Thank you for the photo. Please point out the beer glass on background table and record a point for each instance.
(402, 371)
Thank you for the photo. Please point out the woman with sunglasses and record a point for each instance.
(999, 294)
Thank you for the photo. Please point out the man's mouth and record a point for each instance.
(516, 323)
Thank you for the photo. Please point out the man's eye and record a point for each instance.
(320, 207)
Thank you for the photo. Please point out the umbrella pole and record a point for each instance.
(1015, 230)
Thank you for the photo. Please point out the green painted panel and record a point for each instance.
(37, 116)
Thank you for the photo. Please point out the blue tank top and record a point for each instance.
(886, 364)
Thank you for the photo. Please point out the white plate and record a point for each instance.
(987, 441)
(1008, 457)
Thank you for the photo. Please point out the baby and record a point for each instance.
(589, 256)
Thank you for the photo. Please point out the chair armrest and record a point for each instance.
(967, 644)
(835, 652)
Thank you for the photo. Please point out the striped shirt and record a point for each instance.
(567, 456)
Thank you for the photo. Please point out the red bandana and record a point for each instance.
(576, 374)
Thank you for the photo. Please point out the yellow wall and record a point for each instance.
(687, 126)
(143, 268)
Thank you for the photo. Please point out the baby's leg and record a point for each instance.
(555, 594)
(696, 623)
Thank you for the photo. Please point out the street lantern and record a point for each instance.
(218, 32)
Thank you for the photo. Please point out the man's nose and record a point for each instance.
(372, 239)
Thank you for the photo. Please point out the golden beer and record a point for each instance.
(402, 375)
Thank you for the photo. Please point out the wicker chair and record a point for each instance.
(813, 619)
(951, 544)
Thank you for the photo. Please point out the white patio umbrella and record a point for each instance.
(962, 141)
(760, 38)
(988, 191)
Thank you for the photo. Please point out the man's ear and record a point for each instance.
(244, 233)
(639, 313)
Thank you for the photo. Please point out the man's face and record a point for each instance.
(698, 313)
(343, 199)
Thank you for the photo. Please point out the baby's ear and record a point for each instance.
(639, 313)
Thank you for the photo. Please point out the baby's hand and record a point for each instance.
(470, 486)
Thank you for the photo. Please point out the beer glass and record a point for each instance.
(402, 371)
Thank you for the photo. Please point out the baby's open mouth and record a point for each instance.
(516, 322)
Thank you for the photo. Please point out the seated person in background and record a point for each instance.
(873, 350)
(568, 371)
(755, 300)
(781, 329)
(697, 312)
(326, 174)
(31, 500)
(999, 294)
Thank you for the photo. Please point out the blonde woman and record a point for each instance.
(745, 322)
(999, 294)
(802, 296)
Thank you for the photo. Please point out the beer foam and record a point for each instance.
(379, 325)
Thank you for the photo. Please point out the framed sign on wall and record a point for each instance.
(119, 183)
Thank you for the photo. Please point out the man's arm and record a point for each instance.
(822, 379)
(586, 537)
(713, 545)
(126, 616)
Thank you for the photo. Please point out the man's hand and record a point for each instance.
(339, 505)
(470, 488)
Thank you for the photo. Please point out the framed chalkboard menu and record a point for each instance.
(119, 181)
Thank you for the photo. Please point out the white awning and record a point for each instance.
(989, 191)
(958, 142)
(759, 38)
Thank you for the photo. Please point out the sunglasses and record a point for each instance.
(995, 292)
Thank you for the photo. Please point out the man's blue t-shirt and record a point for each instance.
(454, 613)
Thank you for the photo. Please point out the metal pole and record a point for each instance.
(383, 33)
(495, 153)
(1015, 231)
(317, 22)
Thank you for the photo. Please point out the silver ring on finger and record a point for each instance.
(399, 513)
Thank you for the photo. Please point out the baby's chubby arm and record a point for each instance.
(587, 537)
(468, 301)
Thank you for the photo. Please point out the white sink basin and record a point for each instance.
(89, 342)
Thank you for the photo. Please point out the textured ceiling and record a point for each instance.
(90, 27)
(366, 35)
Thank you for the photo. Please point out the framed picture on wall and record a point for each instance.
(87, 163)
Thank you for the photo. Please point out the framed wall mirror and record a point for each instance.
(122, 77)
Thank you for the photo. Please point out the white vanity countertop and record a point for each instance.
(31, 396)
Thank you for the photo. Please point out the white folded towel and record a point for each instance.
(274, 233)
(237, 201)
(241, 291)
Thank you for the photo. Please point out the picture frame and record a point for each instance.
○ ○ ○ ○ ○
With no line skipped, copy the entries exactly as written.

» Solution for this exercise:
Thank you for the photo. Please point out the beer glass on background table and record a point for each instance.
(402, 371)
Thank you for the photo. Please point out the woman with sunglasses and record a point for each instance.
(999, 294)
Thank you for the photo. Please point out the man's mouth and record a point for each instance.
(516, 323)
Thank you for the photo. Please point out the man's eye and record a point for each instance.
(320, 207)
Thank you for the photo. Please point out the umbrella pole and record a point for each instance.
(1015, 230)
Thank you for the photo. Please point out the green painted panel and record a point for each instance.
(37, 116)
Thank you for the photo. Please point out the blue tank top and record a point for each instance.
(886, 364)
Thank you for the photo. Please point out the white plate and record a point for each instance.
(987, 441)
(1008, 457)
Thank you for the photo. Please point out the baby and record a point for each instance.
(589, 256)
Thank you for the photo. Please point out the chair armrest and record a point for each instance.
(967, 644)
(835, 652)
Thank you for the photo. Please point out the striped shirt and record a point for each instance.
(567, 456)
Thank you for the photo. Please point out the red bandana and record a point for each instance.
(576, 374)
Thank you for the photo. Please point out the yellow wall and record a point for each instance.
(687, 126)
(143, 268)
Thank you for the photo. Please point out the baby's leg and record a point for each instance.
(555, 594)
(696, 623)
Thank you for the photo. Please point out the street lantern and record a point for each instance.
(218, 32)
Thank you for the photo. Please point out the man's nose and record a point for each instance.
(372, 239)
Thank you for the photo. Please point out the golden beer and record a point for each instance.
(402, 375)
Thank you for the photo. Please point out the wicker chair and record a point for each instance.
(813, 619)
(951, 544)
Thank you for the photo. Please point out the white patio umbrella and record a point for each instance.
(962, 141)
(760, 38)
(988, 191)
Thank you for the photo. Please point out the man's ear and record a point for each instance.
(244, 233)
(639, 313)
Thank you for the photo. Please point out the man's face and record a point for each instance.
(698, 313)
(343, 199)
Thank you for the photo. Please point out the baby's ear and record a point for each instance.
(639, 313)
Thank you for the photo. Please point out the baby's hand and record a point for each instance.
(470, 486)
Thank you for the photo. Please point out the beer glass and record a point for each instance.
(402, 371)
Thank you for the photo. Please point out the baby's open mouth and record a point for each instance.
(516, 322)
Thank you for the photo. Please point out the seated person in background and record a point for each instance.
(873, 350)
(568, 371)
(755, 300)
(781, 329)
(697, 312)
(326, 174)
(31, 500)
(999, 294)
Thank you for the photo. Please point out the blonde woman and record a point for each instance.
(745, 322)
(999, 294)
(802, 296)
Thank you for the photo. Please point out the beer foam and record a point for each instance.
(379, 325)
Thank you for the photo. Please point out the framed sign on wall and record a point for each instance.
(119, 183)
Thank you for the photo. Please point out the man's arm and record a point for each instance.
(822, 379)
(586, 537)
(713, 545)
(126, 616)
Thank you for the photo. Please point out the man's hand and record a point for each instance.
(339, 505)
(470, 488)
Thank you for the photo. Please point out the framed chalkboard menu and record a point for each instance.
(119, 181)
Thank you for the photo. Please point out the white awning and record a point for each instance.
(989, 191)
(958, 142)
(759, 38)
Thank you for the photo. Please point out the sunglasses and record a point for each instance.
(995, 292)
Thank you for the photo. Please point out the man's blue t-shirt and record a point for each instance.
(454, 613)
Thank you for the photo. Please point out the metal pole and record a point for each instance.
(383, 33)
(495, 153)
(1015, 231)
(317, 22)
Thank you for the photo. Please point out the silver ring on finger and record a point for each instance.
(399, 513)
Thank you for the photo. Please point out the baby's chubby arm and record a point for each instance.
(587, 537)
(468, 301)
Thank you for the photo. Please point out the white sink basin and record a point for each instance.
(89, 342)
Thank you for the photo. Please point out the textured ceiling and record a point for each instance.
(90, 27)
(366, 35)
Thank you for the photo. Please point out the framed picture on wall and record a point for each instance.
(87, 163)
Thank you for the photo. Please point out the framed wall mirror and record a point for each instance.
(122, 77)
Thank you for the photo. Please point out the white vanity countertop and record a point for each instance.
(31, 396)
Thank you for the photo. Please point out the white folded towel and record a point for each instance.
(274, 233)
(237, 201)
(241, 291)
Thank you for the photo. Please point out the picture frame and record a point for each instance.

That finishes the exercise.